Given passage -
Lattice Vector Construction¶

From Cell Parameters¶

Given cell parameters \((a, b, c, \alpha, \beta, \gamma)\), rheedium constructs lattice vectors in the standard crystallographic convention:

\(\mathbf{a}\) along the \(x\)-axis
\(\mathbf{b}\) in the \(xy\)-plane
\(\mathbf{c}\) determined by angles

Mathematical Construction¶

\[\begin{split} \mathbf{a} = \begin{pmatrix} a \\ 0 \\ 0 \end{pmatrix} \end{split}\]

\[\begin{split} \mathbf{b} = \begin{pmatrix} b \cos\gamma \\ b \sin\gamma \\ 0 \end{pmatrix} \end{split}\]

\[\begin{split} \mathbf{c} = \begin{pmatrix} c \cos\beta \\ c \frac{\cos\alpha - \cos\beta \cos\gamma}{\sin\gamma} \\ c \sqrt{1 - \cos^2\beta - \left(\frac{\cos\alpha - \cos\beta\cos\gamma}{\sin\gamma}\right)^2} \end{pmatrix} \end{split}\]

Lattice vector construction — 3D visualization of unit cell lattice vectors \(\mathbf{a}\) (red), \(\mathbf{b}\) (green), and \(\mathbf{c}\) (blue) for a cubic cell. The vectors form the edges of the parallelepiped unit cell.¶

Implementation¶

from rheedium.ucell import build_cell_vectors

# Cubic cell (e.g., MgO)
lattice_cubic = build_cell_vectors(
    a=4.21, b=4.21, c=4.21,
    alpha=90.0, beta=90.0, gamma=90.0,
)

Set problem 1 -
Reproduce the part of the passage on lattice vector construction that opens with the words containing "Lattice vector construction —" and closes with "cell (e.g., MgO)", swapping "parallelepiped" for "hexahedral".
Set problem 2 -
Write the next part of the passage on lattice vector construction, carrying it on from its final line.
The material plays no part in this exercise.

Stored data -
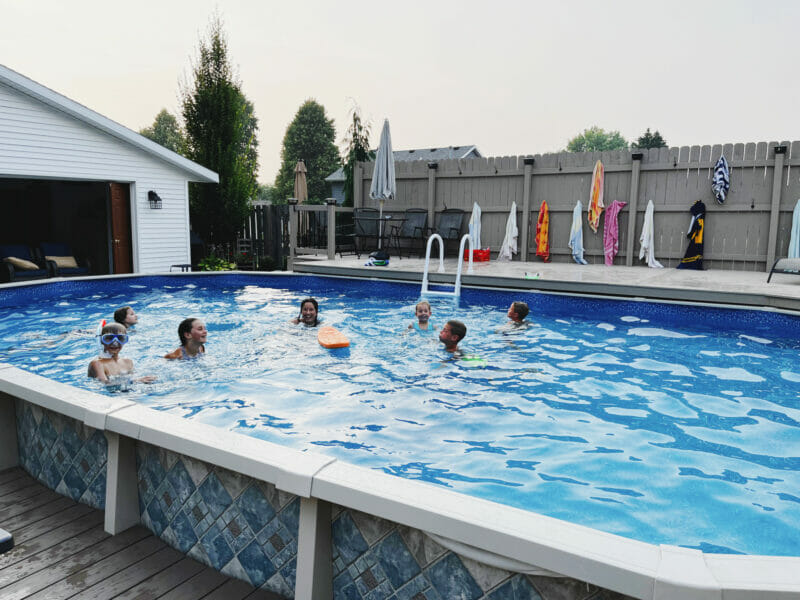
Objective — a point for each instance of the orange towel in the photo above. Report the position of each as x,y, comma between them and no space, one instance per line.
596,196
542,232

Expected answer 1 -
Lattice vector construction — 3D visualization of unit cell lattice vectors \(\mathbf{a}\) (red), \(\mathbf{b}\) (green), and \(\mathbf{c}\) (blue) for a cubic cell. The vectors form the edges of the hexahedral unit cell.¶

Implementation¶

from rheedium.ucell import build_cell_vectors

# Cubic cell (e.g., MgO)

Expected answer 2 -
# Returns:
# [[4.21, 0.00, 0.00],
#  [0.00, 4.21, 0.00],
#  [0.00, 0.00, 4.21]]

# Hexagonal cell
lattice_hex = build_cell_vectors(
    a=3.0, b=3.0, c=5.0,
    alpha=90.0, beta=90.0, gamma=120.0,
)
# Returns:
# [[ 3.00,  0.00, 0.00],
#  [-1.50,  2.60, 0.00],
#  [ 0.00,  0.00, 5.00]]

Extracting Cell Parameters¶

The inverse operation extracts parameters from vectors:

from rheedium.ucell import compute_lengths_angles

a, b, c, alpha, beta, gamma = compute_lengths_angles(lattice)

Formulas¶

\[ a = |\mathbf{a}|, \quad b = |\mathbf{b}|, \quad c = |\mathbf{c}| \]

\[ \cos\alpha = \frac{\mathbf{b} \cdot \mathbf{c}}{bc}, \quad \cos\beta = \frac{\mathbf{a} \cdot \mathbf{c}}{ac}, \quad \cos\gamma = \frac{\mathbf{a} \cdot \mathbf{b}}{ab} \]

Orthorhombic unit cell — An orthorhombic unit cell showing the three lattice vectors \(\mathbf{a}\), \(\mathbf{b}\), \(\mathbf{c}\) with all angles at 90°. Different crystal systems have different constraints on the lengths and angles.¶

Reciprocal Lattice¶

Definition¶

The reciprocal lattice vectors satisfy:

\[ \mathbf{a}_i \cdot \mathbf{b}_j = 2\pi \delta_{ij} \]

where \(\mathbf{a}_i\) are real-space vectors and \(\mathbf{b}_j\) are reciprocal vectors.

Explicit Formulas¶

\[ \mathbf{a}^* = \frac{2\pi (\mathbf{b} \times \mathbf{c})}{V} \]

\[ \mathbf{b}^* = \frac{2\pi (\mathbf{c} \times \mathbf{a})}{V} \]

\[ \mathbf{c}^* = \frac{2\pi (\mathbf{a} \times \mathbf{b})}{V} \]

where the unit cell volume is:

\[ V = \mathbf{a} \cdot (\mathbf{b} \times \mathbf{c}) \]

Implementation¶

from rheedium.ucell import reciprocal_lattice_vectors

recip = reciprocal_lattice_vectors(lattice)
# recip[i] is the i-th reciprocal lattice vector (Å⁻¹)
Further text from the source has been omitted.